• **Problem statement**: List each line in the entries below that contains the word "white".

☆ ☆ ☆ ☆

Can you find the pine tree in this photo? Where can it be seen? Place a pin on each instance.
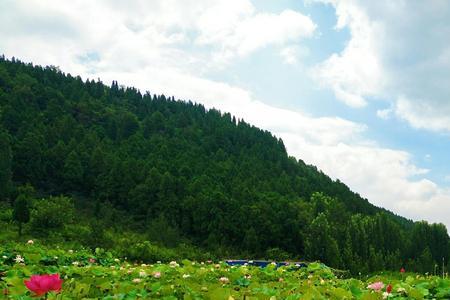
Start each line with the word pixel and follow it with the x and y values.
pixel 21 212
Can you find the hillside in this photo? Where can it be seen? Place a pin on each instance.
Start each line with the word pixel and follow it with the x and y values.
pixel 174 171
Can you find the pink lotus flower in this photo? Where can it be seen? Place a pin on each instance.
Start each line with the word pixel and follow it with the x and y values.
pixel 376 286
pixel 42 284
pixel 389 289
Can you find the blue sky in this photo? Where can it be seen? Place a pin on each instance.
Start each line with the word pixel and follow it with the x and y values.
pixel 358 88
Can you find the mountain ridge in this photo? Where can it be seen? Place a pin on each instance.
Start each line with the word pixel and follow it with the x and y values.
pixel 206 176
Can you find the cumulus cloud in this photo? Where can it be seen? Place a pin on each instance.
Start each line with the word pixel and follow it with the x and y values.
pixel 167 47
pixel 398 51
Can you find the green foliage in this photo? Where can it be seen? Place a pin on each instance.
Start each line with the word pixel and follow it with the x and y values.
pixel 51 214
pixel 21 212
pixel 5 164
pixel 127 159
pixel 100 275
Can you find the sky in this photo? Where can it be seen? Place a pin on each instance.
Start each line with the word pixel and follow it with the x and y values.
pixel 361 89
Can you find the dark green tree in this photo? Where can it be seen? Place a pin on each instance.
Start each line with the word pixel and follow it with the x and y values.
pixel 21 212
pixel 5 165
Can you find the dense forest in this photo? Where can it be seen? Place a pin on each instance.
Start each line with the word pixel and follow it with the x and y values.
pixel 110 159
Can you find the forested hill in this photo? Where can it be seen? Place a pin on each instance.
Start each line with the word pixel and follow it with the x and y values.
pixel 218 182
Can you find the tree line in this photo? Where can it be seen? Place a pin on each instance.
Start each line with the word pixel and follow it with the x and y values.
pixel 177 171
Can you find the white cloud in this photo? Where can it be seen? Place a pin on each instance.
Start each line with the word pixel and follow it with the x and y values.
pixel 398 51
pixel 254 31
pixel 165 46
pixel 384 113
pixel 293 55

☆ ☆ ☆ ☆

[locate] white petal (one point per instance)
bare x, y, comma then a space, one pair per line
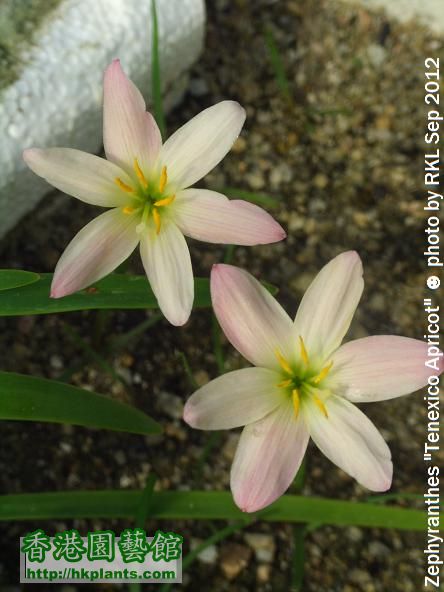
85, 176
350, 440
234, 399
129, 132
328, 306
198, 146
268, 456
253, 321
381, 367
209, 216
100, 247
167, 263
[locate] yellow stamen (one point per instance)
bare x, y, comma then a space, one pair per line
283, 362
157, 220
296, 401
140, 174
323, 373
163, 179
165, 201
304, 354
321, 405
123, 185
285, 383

☆ ☆ ☆ ☆

• **Full solution**:
Can you find the white cloud in this photo? Where can it be seen? Place a pin on each instance.
[locate] white petal (one point per instance)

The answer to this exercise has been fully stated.